**REQUIREMENT:**
Retype, character for character, the line containing "positive clicks: (48, 357)" along with each line after it through the end of the data, and only those.

**PROVIDED MATERIAL:**
+--

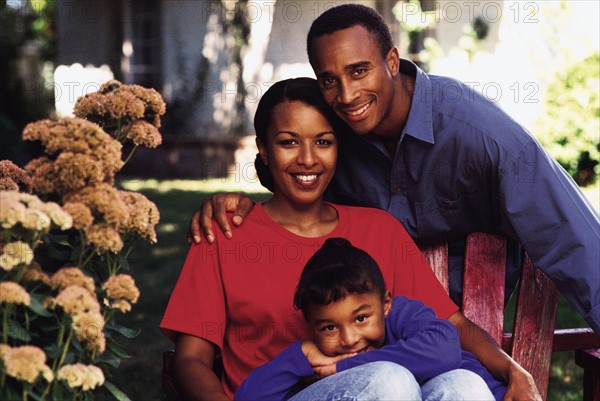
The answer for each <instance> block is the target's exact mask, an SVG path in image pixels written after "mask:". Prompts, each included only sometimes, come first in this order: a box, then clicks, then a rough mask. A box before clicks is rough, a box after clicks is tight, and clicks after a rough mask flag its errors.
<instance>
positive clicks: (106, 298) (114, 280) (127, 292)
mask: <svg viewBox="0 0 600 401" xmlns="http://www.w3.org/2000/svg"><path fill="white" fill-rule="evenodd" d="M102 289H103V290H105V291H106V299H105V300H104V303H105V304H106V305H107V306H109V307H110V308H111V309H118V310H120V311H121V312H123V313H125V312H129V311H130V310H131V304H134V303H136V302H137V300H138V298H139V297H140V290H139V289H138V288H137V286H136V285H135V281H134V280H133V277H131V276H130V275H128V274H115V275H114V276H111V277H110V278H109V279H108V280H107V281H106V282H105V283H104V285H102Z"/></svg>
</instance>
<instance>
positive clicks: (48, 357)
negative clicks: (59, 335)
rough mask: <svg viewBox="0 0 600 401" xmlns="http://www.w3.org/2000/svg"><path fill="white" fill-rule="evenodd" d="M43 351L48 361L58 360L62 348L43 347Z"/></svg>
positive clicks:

+--

**TASK ANSWER:**
positive clicks: (48, 357)
negative clicks: (59, 335)
rough mask: <svg viewBox="0 0 600 401" xmlns="http://www.w3.org/2000/svg"><path fill="white" fill-rule="evenodd" d="M43 351L48 361L58 360L62 348L43 347Z"/></svg>
positive clicks:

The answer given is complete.